+++ WORKING DATA +++

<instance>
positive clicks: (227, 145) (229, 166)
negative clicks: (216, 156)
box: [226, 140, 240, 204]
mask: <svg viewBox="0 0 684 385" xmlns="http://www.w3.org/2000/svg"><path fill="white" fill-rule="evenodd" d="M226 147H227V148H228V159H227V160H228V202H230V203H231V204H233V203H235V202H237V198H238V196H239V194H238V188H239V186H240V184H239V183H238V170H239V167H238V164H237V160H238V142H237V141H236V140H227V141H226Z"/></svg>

+++
+++ WORKING DATA +++

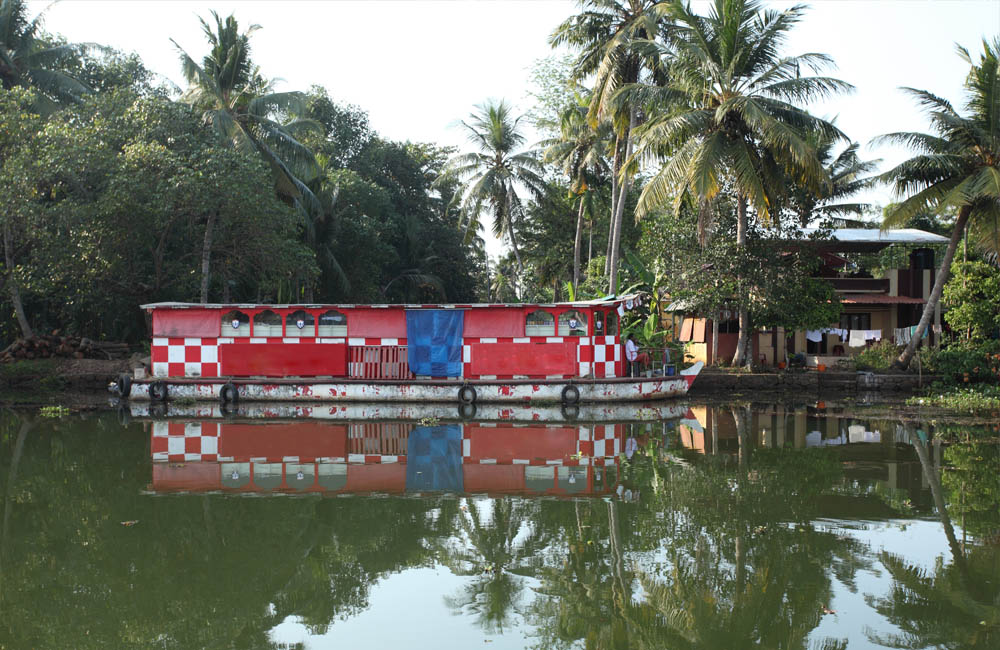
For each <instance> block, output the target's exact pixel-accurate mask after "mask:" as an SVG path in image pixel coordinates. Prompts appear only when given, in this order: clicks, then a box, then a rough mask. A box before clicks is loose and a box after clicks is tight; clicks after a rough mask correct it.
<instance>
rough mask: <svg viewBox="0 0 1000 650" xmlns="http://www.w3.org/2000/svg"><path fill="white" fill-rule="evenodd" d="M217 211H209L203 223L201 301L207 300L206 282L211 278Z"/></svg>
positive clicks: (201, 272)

+++

EXERCISE GOAL:
How many lines in the entries above contain the string "rule"? Reply with the number alone.

ANSWER SECTION:
2